§ **WORK INSTRUCTIONS**
Restate exactly, and only, the lines from the one containing "Target: table" through the end of the entries, keeping both endpoints.

(Records drawn from a dataset)
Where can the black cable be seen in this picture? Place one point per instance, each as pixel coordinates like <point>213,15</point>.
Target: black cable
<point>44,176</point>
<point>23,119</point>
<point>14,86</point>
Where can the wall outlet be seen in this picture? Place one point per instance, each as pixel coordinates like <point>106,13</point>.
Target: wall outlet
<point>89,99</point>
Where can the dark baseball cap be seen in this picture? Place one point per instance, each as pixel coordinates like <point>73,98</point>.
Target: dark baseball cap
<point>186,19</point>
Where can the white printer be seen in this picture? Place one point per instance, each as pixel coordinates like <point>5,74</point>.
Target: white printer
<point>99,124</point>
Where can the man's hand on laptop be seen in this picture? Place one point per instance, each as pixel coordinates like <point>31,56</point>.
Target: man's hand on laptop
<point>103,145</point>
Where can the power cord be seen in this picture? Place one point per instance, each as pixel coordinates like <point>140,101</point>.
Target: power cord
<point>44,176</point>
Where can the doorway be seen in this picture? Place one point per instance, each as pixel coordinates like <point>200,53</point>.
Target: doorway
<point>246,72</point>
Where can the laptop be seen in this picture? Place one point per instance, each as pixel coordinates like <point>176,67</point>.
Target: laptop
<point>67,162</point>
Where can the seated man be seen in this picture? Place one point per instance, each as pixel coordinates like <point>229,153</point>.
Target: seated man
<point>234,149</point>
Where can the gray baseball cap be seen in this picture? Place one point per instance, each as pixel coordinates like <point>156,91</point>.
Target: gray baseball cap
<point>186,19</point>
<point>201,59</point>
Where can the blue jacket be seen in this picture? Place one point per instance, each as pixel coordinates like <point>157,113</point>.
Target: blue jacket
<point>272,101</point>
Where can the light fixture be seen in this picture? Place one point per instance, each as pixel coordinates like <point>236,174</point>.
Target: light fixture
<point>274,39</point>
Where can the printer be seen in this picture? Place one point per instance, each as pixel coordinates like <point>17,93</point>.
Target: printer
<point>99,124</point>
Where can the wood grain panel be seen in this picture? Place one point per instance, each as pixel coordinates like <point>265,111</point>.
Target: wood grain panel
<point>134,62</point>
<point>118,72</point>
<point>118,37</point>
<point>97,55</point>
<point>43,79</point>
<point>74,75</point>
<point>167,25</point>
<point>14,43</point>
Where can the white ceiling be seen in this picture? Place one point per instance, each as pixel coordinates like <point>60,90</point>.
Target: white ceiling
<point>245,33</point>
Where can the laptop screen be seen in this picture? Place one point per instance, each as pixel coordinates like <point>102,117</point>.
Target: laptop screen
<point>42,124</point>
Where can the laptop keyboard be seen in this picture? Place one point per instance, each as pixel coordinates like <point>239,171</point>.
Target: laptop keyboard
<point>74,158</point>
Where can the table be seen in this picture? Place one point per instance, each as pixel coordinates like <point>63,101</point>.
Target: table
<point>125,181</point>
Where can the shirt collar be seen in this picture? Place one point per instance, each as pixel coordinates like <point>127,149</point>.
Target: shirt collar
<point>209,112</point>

§ **RESPONSE BOX**
Target: table
<point>125,181</point>
Where can the shirt collar be seen in this picture? Place one point per instance, each as pixel coordinates like <point>127,149</point>.
Target: shirt collar
<point>209,112</point>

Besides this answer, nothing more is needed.